STATED TASK: Reproduce the material below word for word, omitting the pictures.

[Image box annotation records]
——
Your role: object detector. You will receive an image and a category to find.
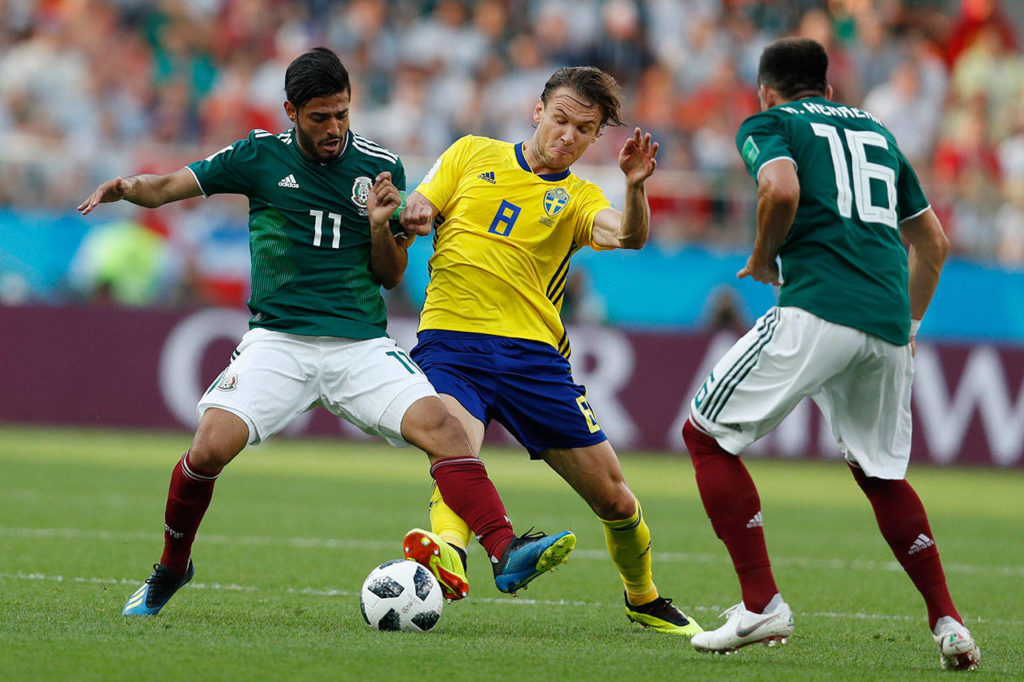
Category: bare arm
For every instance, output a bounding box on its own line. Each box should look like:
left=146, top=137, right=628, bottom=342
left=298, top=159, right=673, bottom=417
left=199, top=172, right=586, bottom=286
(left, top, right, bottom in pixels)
left=399, top=191, right=440, bottom=237
left=78, top=168, right=203, bottom=215
left=367, top=172, right=409, bottom=289
left=900, top=209, right=949, bottom=343
left=736, top=159, right=800, bottom=285
left=591, top=128, right=657, bottom=249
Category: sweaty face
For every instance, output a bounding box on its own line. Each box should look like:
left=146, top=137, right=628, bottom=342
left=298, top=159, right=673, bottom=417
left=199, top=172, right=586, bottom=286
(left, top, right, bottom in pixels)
left=529, top=87, right=601, bottom=174
left=285, top=91, right=351, bottom=163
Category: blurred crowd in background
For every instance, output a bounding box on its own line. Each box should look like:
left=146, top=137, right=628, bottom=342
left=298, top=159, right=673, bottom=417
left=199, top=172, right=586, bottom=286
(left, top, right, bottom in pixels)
left=0, top=0, right=1024, bottom=303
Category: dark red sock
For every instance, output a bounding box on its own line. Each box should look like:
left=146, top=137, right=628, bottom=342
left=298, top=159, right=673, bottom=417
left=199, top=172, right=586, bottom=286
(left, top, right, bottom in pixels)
left=430, top=457, right=515, bottom=559
left=160, top=453, right=220, bottom=574
left=850, top=467, right=964, bottom=628
left=683, top=419, right=778, bottom=613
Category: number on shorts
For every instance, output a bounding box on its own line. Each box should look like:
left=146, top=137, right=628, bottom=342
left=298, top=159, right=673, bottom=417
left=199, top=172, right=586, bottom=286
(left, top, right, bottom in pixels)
left=577, top=395, right=601, bottom=433
left=387, top=350, right=423, bottom=374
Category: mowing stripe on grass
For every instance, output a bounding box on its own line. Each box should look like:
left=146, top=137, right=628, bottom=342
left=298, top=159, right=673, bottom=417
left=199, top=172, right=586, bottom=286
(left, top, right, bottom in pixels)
left=0, top=572, right=1024, bottom=628
left=0, top=526, right=1024, bottom=578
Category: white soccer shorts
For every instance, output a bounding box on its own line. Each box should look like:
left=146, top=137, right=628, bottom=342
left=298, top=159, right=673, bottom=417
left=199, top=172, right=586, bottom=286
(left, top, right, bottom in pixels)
left=690, top=306, right=913, bottom=479
left=197, top=328, right=437, bottom=447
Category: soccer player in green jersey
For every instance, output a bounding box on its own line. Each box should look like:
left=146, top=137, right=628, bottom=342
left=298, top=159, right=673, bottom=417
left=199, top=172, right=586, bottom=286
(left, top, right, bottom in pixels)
left=683, top=38, right=980, bottom=670
left=78, top=48, right=571, bottom=615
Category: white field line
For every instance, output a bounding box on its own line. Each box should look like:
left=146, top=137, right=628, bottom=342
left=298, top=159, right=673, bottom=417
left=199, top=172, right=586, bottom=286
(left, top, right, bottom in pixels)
left=0, top=572, right=1024, bottom=628
left=0, top=526, right=1024, bottom=578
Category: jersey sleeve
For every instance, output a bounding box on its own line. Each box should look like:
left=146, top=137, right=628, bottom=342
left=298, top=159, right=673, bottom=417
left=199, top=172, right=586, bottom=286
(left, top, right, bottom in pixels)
left=572, top=182, right=611, bottom=251
left=187, top=130, right=269, bottom=197
left=416, top=135, right=473, bottom=211
left=894, top=147, right=930, bottom=222
left=736, top=114, right=796, bottom=180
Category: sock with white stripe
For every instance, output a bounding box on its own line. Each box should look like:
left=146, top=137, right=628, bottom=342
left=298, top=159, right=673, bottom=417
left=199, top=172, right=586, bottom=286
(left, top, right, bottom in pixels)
left=160, top=453, right=220, bottom=576
left=683, top=419, right=778, bottom=613
left=850, top=466, right=964, bottom=629
left=430, top=457, right=515, bottom=561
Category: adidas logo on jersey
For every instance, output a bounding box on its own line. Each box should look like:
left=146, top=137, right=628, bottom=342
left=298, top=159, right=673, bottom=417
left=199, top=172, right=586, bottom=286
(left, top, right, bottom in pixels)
left=907, top=532, right=935, bottom=554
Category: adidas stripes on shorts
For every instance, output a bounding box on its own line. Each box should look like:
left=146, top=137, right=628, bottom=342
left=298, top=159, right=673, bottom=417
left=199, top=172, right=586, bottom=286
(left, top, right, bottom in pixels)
left=197, top=328, right=437, bottom=447
left=690, top=306, right=913, bottom=479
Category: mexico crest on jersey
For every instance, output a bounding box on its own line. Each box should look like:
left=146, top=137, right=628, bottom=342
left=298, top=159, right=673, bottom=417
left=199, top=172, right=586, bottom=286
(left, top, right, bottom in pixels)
——
SOLVED PROBLEM:
Your role: object detector. You will receive an image and a category to find.
Category: bare arm
For every instance, output a bounding box on its own line. Each box should look like:
left=146, top=137, right=628, bottom=342
left=298, top=159, right=673, bottom=417
left=199, top=172, right=586, bottom=286
(left, top, right, bottom in pixels)
left=399, top=191, right=440, bottom=237
left=78, top=168, right=203, bottom=215
left=367, top=172, right=409, bottom=289
left=900, top=209, right=949, bottom=343
left=736, top=159, right=800, bottom=285
left=591, top=128, right=657, bottom=249
Category: sweaty face
For every instance, output a bounding box on its own line. Each box should look like:
left=146, top=137, right=628, bottom=342
left=298, top=159, right=673, bottom=417
left=199, top=172, right=586, bottom=286
(left, top, right, bottom in pixels)
left=529, top=87, right=601, bottom=174
left=285, top=91, right=351, bottom=163
Category: blurred crowd in background
For every instance, output a bounding box on its own line. Each box should look like:
left=146, top=137, right=628, bottom=342
left=298, top=159, right=673, bottom=417
left=199, top=172, right=586, bottom=286
(left, top, right, bottom in pixels)
left=0, top=0, right=1024, bottom=303
Category: dark red sock
For every instance, output a bounding box on its own line. Each box should look like:
left=146, top=137, right=628, bottom=342
left=298, top=159, right=673, bottom=417
left=199, top=172, right=586, bottom=286
(left, top, right, bottom in pixels)
left=430, top=457, right=515, bottom=559
left=160, top=453, right=220, bottom=574
left=850, top=467, right=964, bottom=628
left=683, top=419, right=778, bottom=613
Category: number on shorts
For every instance, output a bounding box on its own line. Each box should look like:
left=146, top=137, right=628, bottom=342
left=298, top=159, right=673, bottom=417
left=199, top=172, right=586, bottom=286
(left, top, right, bottom in pixels)
left=577, top=395, right=601, bottom=433
left=387, top=350, right=423, bottom=374
Category: mowing stripe on grass
For every instance, output a bounding box on its own line. Each box should look like:
left=146, top=137, right=628, bottom=342
left=298, top=159, right=673, bottom=417
left=199, top=172, right=586, bottom=286
(left, top, right, bottom in pixels)
left=0, top=572, right=1024, bottom=628
left=0, top=526, right=1024, bottom=578
Category: white soccer shorts
For every instance, output a bounding box on its own line. Each box should look like:
left=146, top=137, right=628, bottom=342
left=298, top=159, right=673, bottom=417
left=199, top=172, right=586, bottom=286
(left, top, right, bottom in pixels)
left=690, top=306, right=913, bottom=479
left=197, top=328, right=437, bottom=447
Category: soccer player in green jersey
For every instance, output a bounding box on its own line. Each box should look like:
left=146, top=137, right=628, bottom=342
left=298, top=159, right=673, bottom=417
left=199, top=172, right=586, bottom=286
(left, top, right, bottom in pixels)
left=683, top=38, right=980, bottom=670
left=78, top=48, right=571, bottom=615
Category: white field line
For every instance, output a bounding box on its own line. Each box should look like:
left=146, top=137, right=628, bottom=342
left=298, top=159, right=673, bottom=417
left=199, top=172, right=586, bottom=286
(left, top, right, bottom in pixels)
left=0, top=572, right=1024, bottom=628
left=0, top=526, right=1024, bottom=578
Category: jersey sleeve
For every instance, output a bounding box on its own line. Each box should look like:
left=146, top=137, right=628, bottom=342
left=298, top=159, right=673, bottom=417
left=199, top=172, right=586, bottom=286
(left, top, right, bottom in pixels)
left=572, top=182, right=611, bottom=251
left=187, top=130, right=269, bottom=197
left=416, top=135, right=473, bottom=211
left=894, top=147, right=930, bottom=222
left=736, top=114, right=796, bottom=180
Category: sock with white stripe
For every instance, output a bounding box on its own line. Each box should look like:
left=146, top=137, right=628, bottom=342
left=298, top=159, right=673, bottom=417
left=199, top=172, right=586, bottom=286
(left, top, right, bottom in pixels)
left=160, top=453, right=220, bottom=576
left=683, top=419, right=778, bottom=613
left=850, top=466, right=964, bottom=629
left=430, top=457, right=515, bottom=561
Category: adidas logo on jersey
For every instance, output a bounding box on its own line. Each box should look like:
left=146, top=137, right=628, bottom=342
left=298, top=159, right=673, bottom=417
left=199, top=172, right=586, bottom=286
(left, top, right, bottom in pixels)
left=907, top=532, right=935, bottom=554
Category: adidas stripes on shorts
For every instance, output a bounding box on its own line. Each box should look like:
left=146, top=137, right=628, bottom=342
left=298, top=159, right=673, bottom=417
left=199, top=172, right=586, bottom=286
(left, top, right, bottom in pixels)
left=197, top=328, right=437, bottom=447
left=690, top=306, right=913, bottom=479
Category: mexico crest on jersey
For every instance, output a bounding box on its own line. Each box should look like:
left=146, top=137, right=628, bottom=342
left=298, top=159, right=673, bottom=417
left=199, top=172, right=586, bottom=286
(left, top, right, bottom in pixels)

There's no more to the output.